Passage to read:
===
Skip site navigation (1) Skip section navigation (2)

Re: BUG #6200: standby bad memory allocations on SELECT

From: Michael Brauwerman <michael(dot)brauwerman(at)redfin(dot)com>
To: Robert Haas <robertmhaas(at)gmail(dot)com>
Cc: Bridget Frey <bridget(dot)frey(at)redfin(dot)com>, pgsql-bugs(at)postgresql(dot)org
Subject: Re: BUG #6200: standby bad memory allocations on SELECT
Date: 2012-01-28 21:34:30
Message-ID: CAHDXJ6jes_Zv1OFo=EZn-HGOrjKoy2uLz3Sg4ShXhb0yMY_-5A@mail.gmail.com (view raw or flat)
Thread:
Lists: pgsql-bugs
I work with Bridget at Redfin.

We have a core dump from a once-in-5-days (multi-million queries) hot
standby segfault in pg 9.1.2 . (It might or might be the same root issue as
the "alloc" errors. If I should file a new bug report, let me know.

The postgres executable that crashed did not have debugging symbols
installed, and we were unable to debug (gdb) the core file using a debug
build of postgres. (Symbols didn't match.) Running gdb against a non-debug
postgres executable gave us this stack trace:


[root(at)query-7 core]# gdb -q -c  /postgres/core/query-9.core.19678
/usr/pgsql-9.1/bin/postgres-non-debug
Reading symbols from /usr/pgsql-9.1/bin/postgres-non-debug...(no debugging
symbols found)...done.
===
Record excerpts:
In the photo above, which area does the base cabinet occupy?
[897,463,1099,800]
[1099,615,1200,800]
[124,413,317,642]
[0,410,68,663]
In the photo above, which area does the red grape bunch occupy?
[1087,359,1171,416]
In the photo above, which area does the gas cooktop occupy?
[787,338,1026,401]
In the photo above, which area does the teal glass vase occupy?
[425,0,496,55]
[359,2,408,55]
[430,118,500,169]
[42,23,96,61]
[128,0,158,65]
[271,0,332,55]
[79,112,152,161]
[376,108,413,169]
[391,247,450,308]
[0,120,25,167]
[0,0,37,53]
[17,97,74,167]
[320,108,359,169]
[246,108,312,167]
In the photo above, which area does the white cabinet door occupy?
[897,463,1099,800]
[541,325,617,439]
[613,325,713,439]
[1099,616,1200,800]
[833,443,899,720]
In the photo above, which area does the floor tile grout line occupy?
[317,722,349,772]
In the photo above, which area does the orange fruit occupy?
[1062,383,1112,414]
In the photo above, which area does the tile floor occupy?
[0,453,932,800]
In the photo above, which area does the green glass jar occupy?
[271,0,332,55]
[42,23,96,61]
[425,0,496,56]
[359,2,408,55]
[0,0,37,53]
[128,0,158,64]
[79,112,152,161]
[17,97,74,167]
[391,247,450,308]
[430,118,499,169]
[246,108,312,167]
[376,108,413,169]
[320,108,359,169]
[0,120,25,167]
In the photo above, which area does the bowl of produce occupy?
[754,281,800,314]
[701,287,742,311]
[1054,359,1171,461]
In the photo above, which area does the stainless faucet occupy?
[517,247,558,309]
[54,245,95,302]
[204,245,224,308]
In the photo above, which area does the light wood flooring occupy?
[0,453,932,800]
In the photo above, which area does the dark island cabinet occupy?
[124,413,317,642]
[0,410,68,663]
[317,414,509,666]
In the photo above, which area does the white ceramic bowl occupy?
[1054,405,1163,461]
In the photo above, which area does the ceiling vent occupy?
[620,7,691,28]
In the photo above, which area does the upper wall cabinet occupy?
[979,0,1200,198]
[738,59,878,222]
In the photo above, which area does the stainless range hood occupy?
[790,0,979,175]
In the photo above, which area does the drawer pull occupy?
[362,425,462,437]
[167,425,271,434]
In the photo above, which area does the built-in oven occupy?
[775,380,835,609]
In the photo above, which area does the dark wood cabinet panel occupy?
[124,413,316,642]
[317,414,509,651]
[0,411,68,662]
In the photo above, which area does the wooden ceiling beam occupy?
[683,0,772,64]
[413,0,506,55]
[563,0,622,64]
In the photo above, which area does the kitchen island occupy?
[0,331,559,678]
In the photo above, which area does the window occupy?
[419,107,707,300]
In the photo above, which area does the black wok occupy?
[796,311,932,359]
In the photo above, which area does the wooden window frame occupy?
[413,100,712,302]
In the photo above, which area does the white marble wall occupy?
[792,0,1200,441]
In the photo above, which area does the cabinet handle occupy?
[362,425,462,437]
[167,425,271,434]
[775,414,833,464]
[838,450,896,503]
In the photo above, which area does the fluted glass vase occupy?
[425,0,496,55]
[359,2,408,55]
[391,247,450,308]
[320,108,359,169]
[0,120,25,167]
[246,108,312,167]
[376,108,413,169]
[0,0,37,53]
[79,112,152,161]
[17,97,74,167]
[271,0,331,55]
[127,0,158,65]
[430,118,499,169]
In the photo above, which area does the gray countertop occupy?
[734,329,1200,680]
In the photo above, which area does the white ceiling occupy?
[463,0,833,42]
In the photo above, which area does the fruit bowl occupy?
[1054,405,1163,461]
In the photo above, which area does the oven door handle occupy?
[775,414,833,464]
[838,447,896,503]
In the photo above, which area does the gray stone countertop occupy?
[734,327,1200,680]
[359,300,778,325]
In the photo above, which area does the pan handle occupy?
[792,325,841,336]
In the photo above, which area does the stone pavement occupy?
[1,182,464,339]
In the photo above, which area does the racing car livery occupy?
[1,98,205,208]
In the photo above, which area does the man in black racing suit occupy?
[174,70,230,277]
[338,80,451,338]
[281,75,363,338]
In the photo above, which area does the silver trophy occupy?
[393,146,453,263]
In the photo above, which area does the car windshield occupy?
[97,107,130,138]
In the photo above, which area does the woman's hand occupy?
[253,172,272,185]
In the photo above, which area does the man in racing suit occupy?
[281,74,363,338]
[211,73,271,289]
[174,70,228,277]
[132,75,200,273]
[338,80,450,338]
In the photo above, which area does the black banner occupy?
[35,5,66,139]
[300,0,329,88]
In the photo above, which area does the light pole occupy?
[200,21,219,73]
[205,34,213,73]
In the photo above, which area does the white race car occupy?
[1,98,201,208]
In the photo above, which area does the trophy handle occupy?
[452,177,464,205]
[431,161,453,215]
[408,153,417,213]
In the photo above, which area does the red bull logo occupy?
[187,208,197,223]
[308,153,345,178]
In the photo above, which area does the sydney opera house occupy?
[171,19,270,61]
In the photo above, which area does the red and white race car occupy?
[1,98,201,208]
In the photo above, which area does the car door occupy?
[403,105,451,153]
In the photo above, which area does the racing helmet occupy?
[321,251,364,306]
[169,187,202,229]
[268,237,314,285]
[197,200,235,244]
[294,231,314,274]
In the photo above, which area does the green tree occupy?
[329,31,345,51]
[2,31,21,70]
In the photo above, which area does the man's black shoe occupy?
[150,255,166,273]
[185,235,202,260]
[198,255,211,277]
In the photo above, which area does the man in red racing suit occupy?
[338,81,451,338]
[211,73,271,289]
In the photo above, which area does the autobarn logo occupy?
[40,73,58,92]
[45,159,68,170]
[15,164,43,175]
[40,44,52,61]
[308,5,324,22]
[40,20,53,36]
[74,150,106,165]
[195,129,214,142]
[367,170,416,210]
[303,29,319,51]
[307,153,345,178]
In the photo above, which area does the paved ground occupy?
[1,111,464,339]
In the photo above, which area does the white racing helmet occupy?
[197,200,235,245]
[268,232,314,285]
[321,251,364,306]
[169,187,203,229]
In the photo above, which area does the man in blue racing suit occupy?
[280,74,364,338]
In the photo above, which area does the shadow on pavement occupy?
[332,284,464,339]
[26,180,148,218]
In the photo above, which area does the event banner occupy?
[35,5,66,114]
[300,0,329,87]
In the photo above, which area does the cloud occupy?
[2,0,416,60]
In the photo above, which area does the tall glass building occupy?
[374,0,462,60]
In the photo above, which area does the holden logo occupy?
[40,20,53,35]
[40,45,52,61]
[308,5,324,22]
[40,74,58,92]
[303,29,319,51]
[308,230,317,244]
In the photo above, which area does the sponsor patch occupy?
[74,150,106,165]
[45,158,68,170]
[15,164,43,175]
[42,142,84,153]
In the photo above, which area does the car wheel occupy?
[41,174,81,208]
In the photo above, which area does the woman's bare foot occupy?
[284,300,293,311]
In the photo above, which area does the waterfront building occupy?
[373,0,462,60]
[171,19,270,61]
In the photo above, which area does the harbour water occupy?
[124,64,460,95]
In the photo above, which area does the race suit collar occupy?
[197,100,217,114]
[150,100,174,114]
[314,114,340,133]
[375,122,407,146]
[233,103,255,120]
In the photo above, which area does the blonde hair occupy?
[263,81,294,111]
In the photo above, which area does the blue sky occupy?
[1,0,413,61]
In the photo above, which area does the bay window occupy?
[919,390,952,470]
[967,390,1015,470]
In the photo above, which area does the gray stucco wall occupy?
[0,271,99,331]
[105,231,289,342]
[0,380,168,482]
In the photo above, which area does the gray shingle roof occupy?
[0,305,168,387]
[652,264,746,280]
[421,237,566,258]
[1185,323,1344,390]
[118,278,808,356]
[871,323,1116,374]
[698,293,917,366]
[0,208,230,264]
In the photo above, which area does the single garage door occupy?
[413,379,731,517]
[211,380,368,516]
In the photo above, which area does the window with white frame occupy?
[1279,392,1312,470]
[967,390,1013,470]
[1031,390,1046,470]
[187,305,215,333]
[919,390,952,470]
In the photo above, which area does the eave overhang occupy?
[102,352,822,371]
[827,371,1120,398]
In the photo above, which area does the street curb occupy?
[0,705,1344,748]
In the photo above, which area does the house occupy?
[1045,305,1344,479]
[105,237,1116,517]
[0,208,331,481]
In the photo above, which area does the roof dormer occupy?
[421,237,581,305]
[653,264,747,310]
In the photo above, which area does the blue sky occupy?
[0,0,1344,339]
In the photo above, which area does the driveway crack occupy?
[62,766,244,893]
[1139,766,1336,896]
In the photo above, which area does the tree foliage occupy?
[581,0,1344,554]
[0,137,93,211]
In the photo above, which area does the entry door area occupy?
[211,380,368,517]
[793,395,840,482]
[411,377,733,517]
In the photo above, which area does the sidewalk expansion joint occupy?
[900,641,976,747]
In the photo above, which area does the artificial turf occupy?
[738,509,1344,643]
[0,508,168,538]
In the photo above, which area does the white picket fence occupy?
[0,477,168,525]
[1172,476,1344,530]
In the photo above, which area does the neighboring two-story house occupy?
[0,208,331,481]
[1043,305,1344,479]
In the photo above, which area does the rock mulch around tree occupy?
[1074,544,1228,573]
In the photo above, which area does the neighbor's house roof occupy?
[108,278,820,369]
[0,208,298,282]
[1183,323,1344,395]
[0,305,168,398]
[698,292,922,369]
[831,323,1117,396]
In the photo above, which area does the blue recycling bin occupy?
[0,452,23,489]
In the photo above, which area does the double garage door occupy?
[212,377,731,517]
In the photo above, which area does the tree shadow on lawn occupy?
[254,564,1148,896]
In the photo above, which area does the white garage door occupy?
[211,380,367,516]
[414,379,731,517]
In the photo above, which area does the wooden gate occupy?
===
Exercise set:
[a] In the bug report message, which PostgreSQL version was the hot standby running when it segfaulted?
[b] Translate this sentence from the bug report message into Spanish: "The postgres executable that crashed did not have debugging symbols installed, and we were unable to debug (gdb) the core file using a debug build of postgres."
[c] Extend the bug report message beyond its final line.
The items have nothing to do with what you are asked to do here.

Expected answers:
[a] 9.1.2

[b] El ejecutable de postgres que falló no tenía instalados los símbolos de depuración, y no pudimos depurar (gdb) el archivo core usando una compilación de depuración de postgres.

[c]
warning: core file may not match specified executable file.
[New Thread 19678]

warning: no loadable sections found in added symbol-file system-supplied
DSO at 0x7fffdcd58000
Core was generated by `postgres: datamover stingray_prod 10.11.0.134(54140)
SELEC'.
Program terminated with signal 11, Segmentation fault.
#0  0x000000000045694c in nocachegetattr ()



(gdb) bt
#0  0x000000000045694c in nocachegetattr ()
#1  0x00000000006f93c9 in ?? ()
#2  0x00000000006fa231 in tuplesort_puttupleslot ()
#3  0x0000000000573ad1 in ExecSort ()
#4  0x000000000055cdda in ExecProcNode ()
#5  0x000000000055bcd1 in standard_ExecutorRun ()
#6  0x0000000000623594 in ?? ()
#7  0x0000000000624ae0 in PortalRun ()
#8  0x00000000006220f2 in PostgresMain ()
#9  0x00000000005e6ba4 in ?? ()
#10 0x00000000005e791c in PostmasterMain ()
#11 0x000000000058b9ae in main ()



We have the (5GB) core file, and are happy to do any more forensics anyone
can advise.

Please instruct.

I hope this helps point to a root cause and resolution....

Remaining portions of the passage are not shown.